* _WORK INSTRUCTION A_
In the text on poverty and population growth in the Philippines, why is the country's doctor-to-population ratio offered as evidence that health services are inadequate?
* _WORK INSTRUCTION B_
According to the text on poverty and population growth in the Philippines, what is the population of Metro Manila?
* _WORK INSTRUCTION C_
Carry on the text about poverty and population growth in the Philippines from the point where it stops.

* _EXERCISE TEXT_
+ + + + + + +

Big business has no real concern for the plight of the multi-millioned urban and rural poor in the Philippines. For decades, the ruling elites have regarded a young and rapidly expanding population as a crucial source of cheap labour. Amid the deepening global economic crisis, however, business leaders are increasingly fearful of the rising social tensions generated by the gulf between rich and poor.

Despite an official 2012 economic growth estimate of 6.6 percent, grinding poverty continues to beset over 50 percent of Filipino families, and unemployment remains at 11 percent, one of the highest rates in the Asia-Pacific region. Last year, according to economist Benjamin Diokno, “the October labor survey results show that on a year-to-year basis, from October 2011 to October 2012, 882,000 jobs were lost.”

The Philippines, with more than 103 million people, has the 12th largest population in the world. Metro Manila, the seat of government, ranks as the 5th largest city in the world, with a population over 21 million. According to the National Statistics Office (NSO), the country has the fastest growing population in Asia—more than a million babies are born annually.

This population expansion is occurring in the grinding social conditions of a backward capitalist economy. Workers and peasant farmers are brutally exploited. Social services, including basic health services, are criminally inadequate. The country’s doctor-to-population ratio, for instance, is 1 to 30,000 and is worsening, while the World Health Organization minimum is 1 doctor for every 10,000 people. According to the health department, an average of 15 mothers died in childbirth every day in 2011, up from 11 in 2009.

+ + + + + + +

* _LISTED ENTRIES_
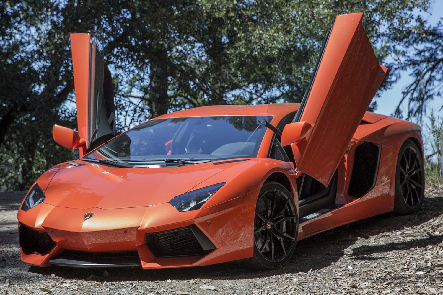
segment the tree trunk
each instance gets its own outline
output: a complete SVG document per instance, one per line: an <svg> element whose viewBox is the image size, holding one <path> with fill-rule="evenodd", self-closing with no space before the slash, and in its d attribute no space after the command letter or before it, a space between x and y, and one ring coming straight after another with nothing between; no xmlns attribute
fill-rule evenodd
<svg viewBox="0 0 443 295"><path fill-rule="evenodd" d="M150 61L149 107L151 118L166 114L169 107L167 58L166 50L160 50L153 54Z"/></svg>

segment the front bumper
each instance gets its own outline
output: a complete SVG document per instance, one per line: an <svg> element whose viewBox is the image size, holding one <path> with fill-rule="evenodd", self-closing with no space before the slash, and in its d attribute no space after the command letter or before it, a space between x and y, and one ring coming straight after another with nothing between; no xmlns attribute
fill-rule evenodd
<svg viewBox="0 0 443 295"><path fill-rule="evenodd" d="M24 246L20 247L21 259L41 267L141 265L151 269L205 265L252 257L253 209L258 193L252 192L211 207L182 212L169 203L106 210L76 209L43 203L26 212L19 210L17 218L21 226L47 233L54 244L46 253L31 252L21 245ZM85 221L87 213L93 216ZM152 238L153 234L175 233L182 228L192 229L202 251L199 252L198 246L189 240L189 233L179 235L176 233L167 238L163 235L155 241ZM172 248L166 247L162 253L155 246L155 242L158 244L159 241L185 248L192 244L194 252L171 255ZM83 254L66 254L75 251ZM136 252L138 258L118 255ZM116 254L109 257L109 253Z"/></svg>

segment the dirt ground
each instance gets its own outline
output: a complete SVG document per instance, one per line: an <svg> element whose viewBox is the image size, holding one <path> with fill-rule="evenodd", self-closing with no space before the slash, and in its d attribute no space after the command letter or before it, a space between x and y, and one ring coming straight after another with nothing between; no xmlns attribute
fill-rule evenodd
<svg viewBox="0 0 443 295"><path fill-rule="evenodd" d="M20 261L16 218L24 193L0 194L0 294L443 294L441 191L427 190L416 214L385 214L301 241L283 268L261 272L236 263L106 272L31 266Z"/></svg>

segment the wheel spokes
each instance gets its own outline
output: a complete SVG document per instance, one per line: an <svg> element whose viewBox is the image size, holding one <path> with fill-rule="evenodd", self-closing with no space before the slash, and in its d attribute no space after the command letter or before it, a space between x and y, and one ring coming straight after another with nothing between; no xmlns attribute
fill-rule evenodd
<svg viewBox="0 0 443 295"><path fill-rule="evenodd" d="M260 218L260 220L261 220L264 223L266 223L266 220L261 215L260 215L260 214L259 214L258 212L257 212L256 211L255 211L255 216L257 216L259 218Z"/></svg>
<svg viewBox="0 0 443 295"><path fill-rule="evenodd" d="M274 232L278 236L279 236L280 238L283 238L289 239L291 241L294 241L294 240L295 239L295 238L291 237L286 233L283 232L282 231L280 230L277 228L276 227L274 227L274 230L275 231Z"/></svg>
<svg viewBox="0 0 443 295"><path fill-rule="evenodd" d="M261 226L261 227L259 227L259 228L257 229L256 230L254 230L254 234L256 234L257 233L259 233L260 231L263 231L263 230L264 230L266 229L266 226L265 226L265 225L263 225L263 226Z"/></svg>
<svg viewBox="0 0 443 295"><path fill-rule="evenodd" d="M267 231L265 239L263 241L263 243L261 245L261 248L260 248L259 250L260 253L263 253L263 250L264 250L264 248L266 247L266 245L269 243L269 232Z"/></svg>

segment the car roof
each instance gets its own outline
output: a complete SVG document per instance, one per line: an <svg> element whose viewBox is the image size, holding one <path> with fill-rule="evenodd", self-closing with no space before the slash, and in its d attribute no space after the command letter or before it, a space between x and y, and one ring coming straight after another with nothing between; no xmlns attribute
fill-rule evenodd
<svg viewBox="0 0 443 295"><path fill-rule="evenodd" d="M280 117L297 111L299 103L287 103L255 105L218 105L193 107L159 116L155 119L223 115L262 115Z"/></svg>

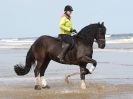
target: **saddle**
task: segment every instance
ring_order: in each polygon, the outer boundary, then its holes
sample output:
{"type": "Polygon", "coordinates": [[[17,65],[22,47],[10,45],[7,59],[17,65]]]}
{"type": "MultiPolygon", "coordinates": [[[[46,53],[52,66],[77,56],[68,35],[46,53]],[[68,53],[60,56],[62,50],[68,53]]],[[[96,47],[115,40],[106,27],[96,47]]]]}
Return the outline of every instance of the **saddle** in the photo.
{"type": "Polygon", "coordinates": [[[75,38],[74,38],[74,36],[71,36],[71,40],[70,40],[70,39],[68,39],[68,40],[62,39],[60,36],[58,36],[57,39],[58,39],[60,42],[62,42],[62,46],[63,46],[63,44],[65,44],[65,43],[70,43],[70,49],[69,49],[69,50],[72,50],[72,49],[74,48],[75,44],[76,44],[76,43],[75,43],[75,38]]]}

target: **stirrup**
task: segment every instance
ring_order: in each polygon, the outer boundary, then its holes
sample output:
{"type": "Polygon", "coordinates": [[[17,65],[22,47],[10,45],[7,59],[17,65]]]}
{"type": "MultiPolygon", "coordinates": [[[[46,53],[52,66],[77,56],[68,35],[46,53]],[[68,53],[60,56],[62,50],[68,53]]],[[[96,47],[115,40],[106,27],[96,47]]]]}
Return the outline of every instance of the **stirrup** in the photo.
{"type": "Polygon", "coordinates": [[[60,62],[64,62],[64,59],[61,58],[60,56],[57,56],[57,58],[59,59],[60,62]]]}

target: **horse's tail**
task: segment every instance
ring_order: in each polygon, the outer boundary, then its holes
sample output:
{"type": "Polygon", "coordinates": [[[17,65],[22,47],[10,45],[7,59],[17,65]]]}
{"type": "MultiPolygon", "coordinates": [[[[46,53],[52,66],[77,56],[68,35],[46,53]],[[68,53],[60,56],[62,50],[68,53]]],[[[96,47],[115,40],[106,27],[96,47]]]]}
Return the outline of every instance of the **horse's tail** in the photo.
{"type": "Polygon", "coordinates": [[[23,66],[22,64],[17,64],[14,66],[14,71],[19,76],[26,75],[30,71],[31,66],[34,63],[35,63],[35,57],[33,55],[32,47],[31,47],[26,56],[25,66],[23,66]]]}

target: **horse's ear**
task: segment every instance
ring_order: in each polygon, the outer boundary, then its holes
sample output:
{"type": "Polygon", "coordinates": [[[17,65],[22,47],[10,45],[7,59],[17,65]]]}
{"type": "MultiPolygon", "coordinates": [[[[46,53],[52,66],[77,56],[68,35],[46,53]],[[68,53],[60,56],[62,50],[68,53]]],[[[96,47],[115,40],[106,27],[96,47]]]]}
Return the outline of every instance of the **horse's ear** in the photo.
{"type": "Polygon", "coordinates": [[[104,22],[102,22],[101,25],[104,26],[104,22]]]}

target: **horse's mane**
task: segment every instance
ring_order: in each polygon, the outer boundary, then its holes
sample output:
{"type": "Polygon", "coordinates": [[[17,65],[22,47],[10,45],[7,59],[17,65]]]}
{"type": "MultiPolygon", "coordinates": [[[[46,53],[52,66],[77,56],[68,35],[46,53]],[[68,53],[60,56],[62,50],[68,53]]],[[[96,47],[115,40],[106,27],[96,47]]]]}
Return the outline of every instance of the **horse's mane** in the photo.
{"type": "Polygon", "coordinates": [[[98,24],[90,24],[85,26],[84,28],[82,28],[79,33],[77,33],[76,37],[78,38],[84,38],[84,37],[88,37],[88,36],[93,36],[94,35],[94,31],[95,29],[98,27],[98,24]]]}

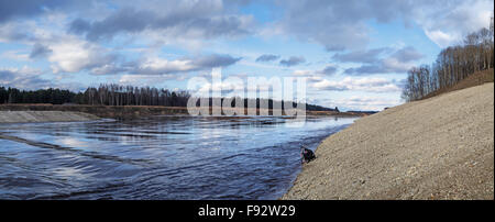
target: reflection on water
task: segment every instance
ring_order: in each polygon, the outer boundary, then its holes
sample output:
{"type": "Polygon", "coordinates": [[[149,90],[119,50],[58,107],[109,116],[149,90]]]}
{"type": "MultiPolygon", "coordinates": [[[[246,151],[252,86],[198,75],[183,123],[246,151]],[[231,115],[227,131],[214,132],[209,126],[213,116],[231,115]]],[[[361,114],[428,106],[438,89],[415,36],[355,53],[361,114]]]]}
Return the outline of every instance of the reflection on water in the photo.
{"type": "Polygon", "coordinates": [[[0,124],[0,199],[276,199],[354,119],[154,116],[0,124]]]}

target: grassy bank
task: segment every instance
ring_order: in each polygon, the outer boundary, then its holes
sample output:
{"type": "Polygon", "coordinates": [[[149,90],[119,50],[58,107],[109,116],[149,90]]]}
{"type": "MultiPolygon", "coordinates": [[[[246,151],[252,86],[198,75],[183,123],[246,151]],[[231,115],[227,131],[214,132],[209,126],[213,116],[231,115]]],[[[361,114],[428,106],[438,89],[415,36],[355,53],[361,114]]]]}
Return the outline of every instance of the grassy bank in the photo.
{"type": "MultiPolygon", "coordinates": [[[[185,107],[153,107],[153,106],[84,106],[84,104],[0,104],[0,111],[70,111],[84,112],[99,118],[130,120],[151,115],[187,115],[185,107]]],[[[210,110],[211,112],[211,110],[210,110]]],[[[244,111],[245,112],[245,111],[244,111]]],[[[267,111],[272,114],[272,110],[267,111]]],[[[246,112],[245,112],[246,113],[246,112]]],[[[260,113],[260,109],[257,112],[260,113]]],[[[307,111],[312,116],[364,116],[366,113],[336,112],[336,111],[307,111]]]]}

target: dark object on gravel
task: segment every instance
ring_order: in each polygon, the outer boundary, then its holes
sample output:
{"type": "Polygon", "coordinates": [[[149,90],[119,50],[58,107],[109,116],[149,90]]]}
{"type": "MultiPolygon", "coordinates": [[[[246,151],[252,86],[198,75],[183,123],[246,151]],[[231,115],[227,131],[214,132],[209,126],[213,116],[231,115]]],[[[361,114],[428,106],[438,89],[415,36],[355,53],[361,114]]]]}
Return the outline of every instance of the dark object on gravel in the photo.
{"type": "Polygon", "coordinates": [[[315,158],[316,158],[315,153],[311,149],[306,148],[305,146],[300,147],[300,159],[301,159],[302,164],[309,163],[310,160],[312,160],[315,158]]]}

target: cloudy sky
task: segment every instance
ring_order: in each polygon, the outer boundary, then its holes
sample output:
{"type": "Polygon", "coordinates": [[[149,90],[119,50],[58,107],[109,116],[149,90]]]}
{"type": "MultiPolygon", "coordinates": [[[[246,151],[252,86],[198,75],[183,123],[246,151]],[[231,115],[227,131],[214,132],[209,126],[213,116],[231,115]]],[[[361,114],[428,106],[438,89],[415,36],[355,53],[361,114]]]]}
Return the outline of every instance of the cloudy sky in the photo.
{"type": "Polygon", "coordinates": [[[488,26],[493,0],[0,0],[0,86],[186,89],[222,77],[307,77],[310,103],[402,103],[408,68],[488,26]]]}

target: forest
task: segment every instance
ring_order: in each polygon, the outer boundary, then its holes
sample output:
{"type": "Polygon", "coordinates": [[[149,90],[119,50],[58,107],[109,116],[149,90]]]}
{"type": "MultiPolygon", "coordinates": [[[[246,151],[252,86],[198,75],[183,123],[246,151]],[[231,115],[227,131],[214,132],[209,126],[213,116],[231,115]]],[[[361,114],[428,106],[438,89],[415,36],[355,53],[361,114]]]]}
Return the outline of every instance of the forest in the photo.
{"type": "MultiPolygon", "coordinates": [[[[190,93],[185,90],[170,91],[168,89],[157,89],[154,87],[133,87],[117,84],[101,84],[98,88],[89,87],[84,92],[72,92],[61,89],[40,89],[35,91],[19,90],[16,88],[0,87],[0,103],[52,103],[52,104],[90,104],[90,106],[162,106],[162,107],[187,107],[190,93]]],[[[212,98],[205,98],[209,106],[213,104],[212,98]]],[[[227,98],[221,98],[223,102],[227,98]]],[[[229,98],[231,107],[235,106],[235,100],[241,98],[229,98]]],[[[268,109],[284,108],[284,101],[272,99],[242,99],[244,107],[249,103],[267,104],[268,109]]],[[[297,107],[296,102],[292,102],[297,107]]],[[[199,101],[197,102],[199,107],[199,101]]],[[[309,111],[339,111],[316,104],[306,104],[309,111]]]]}
{"type": "Polygon", "coordinates": [[[461,44],[442,49],[431,65],[408,70],[403,89],[406,101],[420,100],[454,86],[468,76],[494,67],[494,21],[490,27],[466,35],[461,44]]]}

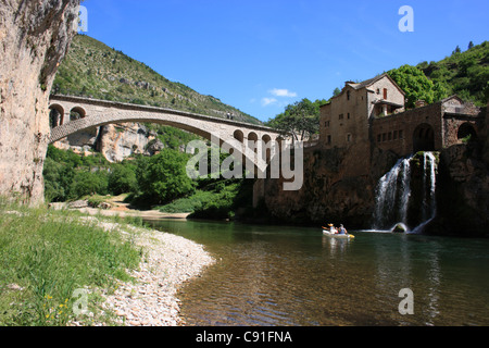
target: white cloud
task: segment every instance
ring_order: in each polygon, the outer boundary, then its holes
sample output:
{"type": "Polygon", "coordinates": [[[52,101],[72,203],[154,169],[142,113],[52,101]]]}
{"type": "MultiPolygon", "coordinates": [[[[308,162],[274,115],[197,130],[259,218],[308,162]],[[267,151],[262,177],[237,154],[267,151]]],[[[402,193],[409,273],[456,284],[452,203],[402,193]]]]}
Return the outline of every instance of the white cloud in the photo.
{"type": "Polygon", "coordinates": [[[275,99],[275,98],[263,98],[263,99],[262,99],[262,105],[263,105],[263,107],[267,107],[267,105],[271,105],[271,104],[276,103],[277,101],[278,101],[278,100],[275,99]]]}
{"type": "Polygon", "coordinates": [[[278,89],[274,88],[269,91],[275,97],[286,97],[286,98],[294,98],[297,97],[297,92],[290,91],[288,89],[278,89]]]}

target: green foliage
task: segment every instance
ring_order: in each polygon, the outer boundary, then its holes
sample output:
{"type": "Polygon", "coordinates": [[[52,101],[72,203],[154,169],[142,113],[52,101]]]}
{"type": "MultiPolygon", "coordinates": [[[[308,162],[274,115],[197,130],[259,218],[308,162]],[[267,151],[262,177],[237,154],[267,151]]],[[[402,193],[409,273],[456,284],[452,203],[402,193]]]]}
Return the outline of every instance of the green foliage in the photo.
{"type": "Polygon", "coordinates": [[[170,82],[145,63],[86,35],[77,35],[72,41],[51,92],[172,108],[215,117],[230,112],[237,121],[261,123],[212,96],[170,82]]]}
{"type": "Polygon", "coordinates": [[[452,55],[440,62],[419,64],[435,86],[440,85],[447,95],[459,95],[464,100],[475,102],[479,107],[487,105],[489,99],[489,42],[469,45],[462,52],[455,50],[452,55]]]}
{"type": "Polygon", "coordinates": [[[252,203],[253,181],[221,181],[209,186],[208,192],[200,206],[197,206],[190,217],[193,219],[233,219],[238,209],[249,208],[252,203]],[[211,198],[211,199],[209,199],[211,198]]]}
{"type": "Polygon", "coordinates": [[[139,158],[136,170],[139,196],[149,204],[162,204],[193,194],[196,183],[186,171],[188,159],[186,153],[170,149],[151,158],[139,158]]]}
{"type": "Polygon", "coordinates": [[[49,146],[43,169],[48,202],[64,202],[84,196],[118,196],[136,187],[135,166],[109,163],[100,153],[83,157],[49,146]]]}
{"type": "Polygon", "coordinates": [[[72,186],[70,187],[70,198],[76,199],[91,195],[106,195],[109,186],[109,173],[106,171],[76,172],[72,186]]]}
{"type": "Polygon", "coordinates": [[[112,165],[109,174],[108,190],[118,196],[137,189],[136,166],[130,163],[112,165]]]}
{"type": "Polygon", "coordinates": [[[168,204],[159,208],[164,213],[193,213],[201,210],[202,207],[214,200],[215,194],[198,189],[195,195],[186,198],[177,199],[168,204]]]}
{"type": "Polygon", "coordinates": [[[110,323],[95,294],[88,298],[95,316],[76,318],[74,290],[113,290],[117,279],[130,281],[127,271],[140,259],[133,243],[82,222],[75,213],[0,203],[0,326],[64,326],[93,319],[110,323]]]}
{"type": "Polygon", "coordinates": [[[284,135],[291,134],[296,140],[311,138],[319,132],[319,107],[325,103],[326,100],[302,99],[287,105],[284,113],[268,120],[266,125],[284,135]]]}
{"type": "Polygon", "coordinates": [[[448,97],[443,86],[435,85],[416,66],[402,65],[399,69],[391,70],[388,74],[405,92],[406,108],[414,108],[417,100],[432,103],[448,97]]]}

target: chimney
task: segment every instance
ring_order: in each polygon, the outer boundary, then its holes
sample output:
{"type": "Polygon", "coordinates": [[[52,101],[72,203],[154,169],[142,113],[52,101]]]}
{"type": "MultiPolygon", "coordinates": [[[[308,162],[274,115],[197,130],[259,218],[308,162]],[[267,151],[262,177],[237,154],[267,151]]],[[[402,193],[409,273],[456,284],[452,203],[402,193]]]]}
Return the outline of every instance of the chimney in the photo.
{"type": "Polygon", "coordinates": [[[424,101],[424,100],[416,101],[416,108],[423,108],[423,107],[426,107],[426,101],[424,101]]]}

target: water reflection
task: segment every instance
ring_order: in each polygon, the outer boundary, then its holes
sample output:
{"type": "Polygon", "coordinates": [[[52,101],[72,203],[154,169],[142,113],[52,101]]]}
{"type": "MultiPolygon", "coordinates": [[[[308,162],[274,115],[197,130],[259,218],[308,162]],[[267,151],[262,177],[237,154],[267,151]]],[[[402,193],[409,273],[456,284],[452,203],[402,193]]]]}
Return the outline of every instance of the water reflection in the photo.
{"type": "Polygon", "coordinates": [[[218,262],[180,293],[189,325],[487,325],[489,243],[164,222],[218,262]],[[414,293],[401,315],[399,291],[414,293]]]}

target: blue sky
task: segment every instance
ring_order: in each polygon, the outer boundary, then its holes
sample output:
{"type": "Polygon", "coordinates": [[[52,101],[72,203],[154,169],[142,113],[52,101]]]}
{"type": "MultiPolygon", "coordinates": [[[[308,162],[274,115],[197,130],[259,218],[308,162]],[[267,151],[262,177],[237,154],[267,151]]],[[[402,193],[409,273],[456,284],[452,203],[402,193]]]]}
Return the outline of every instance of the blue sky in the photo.
{"type": "Polygon", "coordinates": [[[487,0],[86,0],[87,35],[262,121],[489,39],[487,0]],[[414,32],[402,33],[402,5],[414,32]]]}

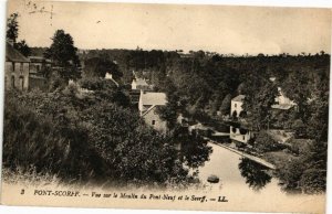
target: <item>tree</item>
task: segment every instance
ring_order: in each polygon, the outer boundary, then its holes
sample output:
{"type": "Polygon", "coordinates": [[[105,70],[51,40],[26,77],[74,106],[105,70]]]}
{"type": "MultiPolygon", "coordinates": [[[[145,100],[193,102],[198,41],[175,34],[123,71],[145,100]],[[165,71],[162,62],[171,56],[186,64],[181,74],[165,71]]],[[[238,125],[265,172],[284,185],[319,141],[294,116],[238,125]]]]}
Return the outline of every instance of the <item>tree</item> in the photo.
{"type": "Polygon", "coordinates": [[[271,106],[278,95],[277,86],[263,77],[253,77],[247,83],[243,110],[253,130],[268,129],[272,119],[271,106]],[[255,84],[256,83],[256,84],[255,84]]]}
{"type": "Polygon", "coordinates": [[[228,94],[222,99],[222,103],[221,103],[221,106],[220,106],[220,111],[221,111],[222,115],[229,115],[230,114],[230,103],[231,103],[231,95],[228,94]]]}
{"type": "Polygon", "coordinates": [[[118,71],[117,64],[106,57],[92,57],[84,61],[84,74],[90,77],[105,77],[105,74],[118,79],[123,74],[118,71]]]}
{"type": "Polygon", "coordinates": [[[31,49],[28,46],[25,40],[14,43],[14,47],[24,56],[29,56],[31,54],[31,49]]]}
{"type": "Polygon", "coordinates": [[[7,19],[7,32],[6,38],[12,40],[13,43],[17,42],[19,35],[19,22],[18,22],[19,13],[12,13],[7,19]]]}
{"type": "Polygon", "coordinates": [[[7,40],[11,40],[13,42],[14,49],[17,49],[24,56],[29,56],[31,54],[31,50],[28,46],[25,40],[17,42],[19,36],[19,22],[18,22],[19,13],[12,13],[7,19],[7,40]]]}
{"type": "Polygon", "coordinates": [[[56,66],[61,67],[60,75],[65,81],[80,76],[80,61],[76,54],[77,47],[74,46],[73,38],[63,30],[58,30],[53,38],[53,43],[45,51],[46,58],[51,58],[56,66]]]}

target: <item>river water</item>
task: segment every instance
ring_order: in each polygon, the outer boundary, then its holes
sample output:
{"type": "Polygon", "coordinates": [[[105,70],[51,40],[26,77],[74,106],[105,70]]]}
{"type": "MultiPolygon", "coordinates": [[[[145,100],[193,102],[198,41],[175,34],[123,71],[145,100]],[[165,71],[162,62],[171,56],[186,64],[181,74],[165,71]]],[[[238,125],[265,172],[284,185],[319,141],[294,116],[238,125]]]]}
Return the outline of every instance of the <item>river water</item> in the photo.
{"type": "Polygon", "coordinates": [[[222,206],[235,206],[236,211],[255,207],[255,211],[279,212],[291,211],[292,207],[305,211],[313,205],[323,206],[324,195],[287,193],[278,179],[269,175],[271,171],[267,168],[215,143],[209,142],[208,146],[212,148],[212,153],[198,168],[198,178],[207,194],[226,196],[228,202],[222,206]],[[211,174],[220,179],[219,183],[207,182],[211,174]]]}

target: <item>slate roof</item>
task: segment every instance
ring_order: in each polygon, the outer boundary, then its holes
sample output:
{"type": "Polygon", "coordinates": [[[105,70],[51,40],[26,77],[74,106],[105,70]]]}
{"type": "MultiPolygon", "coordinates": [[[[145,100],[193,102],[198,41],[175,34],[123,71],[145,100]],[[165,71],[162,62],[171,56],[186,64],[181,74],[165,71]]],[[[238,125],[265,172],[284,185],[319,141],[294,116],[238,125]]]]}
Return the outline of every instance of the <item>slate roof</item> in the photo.
{"type": "Polygon", "coordinates": [[[165,93],[142,93],[141,99],[144,106],[165,106],[167,103],[165,93]]]}
{"type": "Polygon", "coordinates": [[[148,86],[148,84],[146,83],[146,81],[143,79],[143,78],[136,78],[135,82],[136,82],[136,85],[148,86]]]}
{"type": "Polygon", "coordinates": [[[51,63],[50,60],[44,58],[43,56],[29,56],[29,60],[32,63],[51,63]]]}
{"type": "Polygon", "coordinates": [[[274,105],[271,106],[271,108],[288,110],[288,109],[292,108],[293,106],[294,105],[292,105],[292,104],[274,104],[274,105]]]}
{"type": "Polygon", "coordinates": [[[18,50],[15,50],[9,42],[6,42],[6,61],[17,63],[29,63],[30,60],[23,56],[18,50]]]}
{"type": "Polygon", "coordinates": [[[231,100],[232,101],[243,101],[243,99],[245,99],[245,95],[239,95],[239,96],[236,96],[235,98],[232,98],[231,100]]]}

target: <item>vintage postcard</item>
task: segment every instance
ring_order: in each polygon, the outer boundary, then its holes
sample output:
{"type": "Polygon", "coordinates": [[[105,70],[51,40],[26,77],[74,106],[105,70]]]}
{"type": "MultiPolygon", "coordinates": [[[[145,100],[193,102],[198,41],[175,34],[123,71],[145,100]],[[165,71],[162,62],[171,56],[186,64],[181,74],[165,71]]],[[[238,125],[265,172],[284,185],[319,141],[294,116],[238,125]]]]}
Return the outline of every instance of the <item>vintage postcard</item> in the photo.
{"type": "Polygon", "coordinates": [[[330,9],[7,9],[1,204],[325,213],[330,9]]]}

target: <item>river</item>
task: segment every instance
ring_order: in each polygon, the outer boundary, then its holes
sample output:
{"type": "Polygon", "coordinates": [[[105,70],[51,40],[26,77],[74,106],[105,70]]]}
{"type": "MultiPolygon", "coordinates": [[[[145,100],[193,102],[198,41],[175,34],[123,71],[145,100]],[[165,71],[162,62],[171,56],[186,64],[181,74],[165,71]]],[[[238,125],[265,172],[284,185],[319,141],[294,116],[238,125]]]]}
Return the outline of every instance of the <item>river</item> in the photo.
{"type": "Polygon", "coordinates": [[[235,210],[255,206],[256,211],[280,212],[295,206],[303,206],[304,210],[309,204],[322,205],[324,202],[324,195],[289,194],[278,184],[277,178],[269,175],[271,173],[267,168],[218,145],[209,142],[208,146],[212,148],[212,153],[209,160],[198,168],[198,178],[205,185],[206,193],[226,196],[228,203],[225,203],[225,207],[239,204],[235,210]],[[211,174],[220,179],[219,183],[207,182],[211,174]],[[309,201],[310,203],[305,204],[309,201]]]}

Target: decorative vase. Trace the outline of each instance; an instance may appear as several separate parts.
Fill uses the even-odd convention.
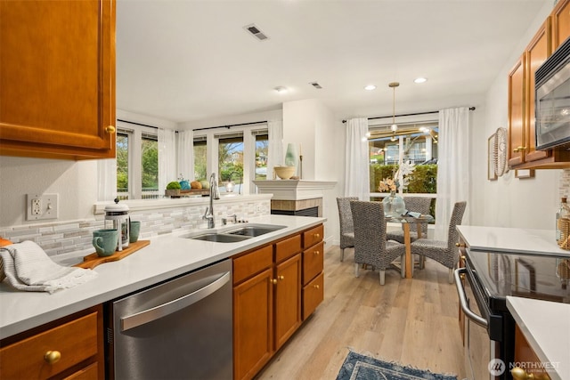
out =
[[[398,217],[406,211],[403,198],[395,191],[390,191],[390,195],[382,200],[382,205],[384,205],[384,214],[387,216]]]
[[[287,153],[285,153],[285,166],[297,168],[297,148],[295,148],[295,144],[289,142],[287,145]]]

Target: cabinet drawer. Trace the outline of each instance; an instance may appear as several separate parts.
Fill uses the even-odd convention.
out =
[[[295,235],[275,244],[275,263],[282,262],[301,252],[301,237]]]
[[[324,227],[322,224],[303,232],[303,247],[308,248],[319,241],[322,241],[323,233]]]
[[[58,351],[61,359],[48,364],[44,355]],[[97,312],[0,349],[3,378],[47,378],[97,354]]]
[[[324,274],[322,272],[303,287],[303,320],[314,311],[324,299]]]
[[[273,246],[267,246],[233,259],[233,283],[237,284],[271,267],[273,261]]]
[[[97,363],[90,364],[85,368],[65,377],[65,380],[97,380],[99,378],[99,368]]]
[[[303,285],[306,285],[322,271],[324,265],[324,242],[303,251]]]

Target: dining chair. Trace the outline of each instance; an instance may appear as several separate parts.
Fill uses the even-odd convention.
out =
[[[386,220],[381,202],[353,200],[350,208],[354,224],[354,276],[361,264],[379,271],[380,285],[386,281],[386,270],[401,257],[401,275],[405,276],[405,246],[386,239]]]
[[[456,202],[449,221],[447,241],[432,239],[419,239],[411,243],[411,254],[432,258],[449,269],[449,282],[453,282],[453,270],[459,262],[459,254],[455,243],[458,241],[456,226],[461,224],[467,202]]]
[[[338,198],[338,222],[340,224],[340,261],[345,260],[345,248],[354,247],[354,225],[350,211],[350,201],[358,200],[358,197]]]
[[[429,206],[431,206],[431,198],[424,197],[403,197],[403,203],[406,206],[406,210],[419,213],[422,215],[429,214]],[[428,236],[426,234],[424,236]],[[402,229],[386,233],[388,240],[395,240],[398,243],[403,244],[403,231]],[[410,240],[414,241],[418,239],[418,223],[410,224]]]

+ + + + + + +

* _TASK ANSWER A_
The Philippines has 1 doctor for every 30,000 people, and that ratio is worsening. The World Health Organization minimum is 1 doctor for every 10,000 people, so the country falls far short of it.

* _TASK ANSWER B_
Over 21 million.

* _TASK ANSWER C_
NSO statistics indicates that 36 percent of births in the Philippines are unplanned. Significantly, unplanned pregnancies are more likely to occur among older women than younger women, with more than 84 percent of such unplanned births for women ages 40-44 being unwanted.

Teen pregnancy in the country, the United Nations Family Planning Association reported, is one of the highest in the Southeast Asian region. Seven out of 10 mothers are teenagers. In the Philippines, there are currently, at least, four million mothers below the age of 19.

The Center of Reproductive Rights reported that an estimated 560,000 abortions every year are being performed in “back-alley clinics”, resulting in 90,000 women suffering abortion complications every year, and an estimated 1,000 dying, due to the “crude and painful methods” used.

The Aquino administration’s legislation will do little to ameliorate this social disaster. In fact, the bill was enacted as the government is pressing ahead with the pro-market agenda demanded by big business and foreign investors. The government is reducing public debt by implementing regressive taxes and starving public education and public hospitals of funds; as well as exacerbating the already dire working and social conditions of Filipino workers through casualization and the export of cheap labor.

As it imposes the burden of the economic crisis on working people, the Aquino administration has resorted to various political diversions. Under the banner of “fighting corruption”, Aquino has mounted a witch hunt against his unpopular predecessor and political rival, Gloria Arroyo, and her supporters. Arroyo-appointed Supreme Court Chief Justice Renato Corona was impeached in early 2012 and Arroyo herself was charged with “sabotaging” the 2004 presidential elections and placed under house arrest in 2011.

The RH bill performs a similar political function. It has helped Aquino to posture as a “progressive” and make a pitch via gender-based politics to better-off layers of the middle class. In turn, the legislation provides some public money for the ‘non-government’ and ‘people organizations’ run by his backers among the Stalinists and petty bourgeois liberals.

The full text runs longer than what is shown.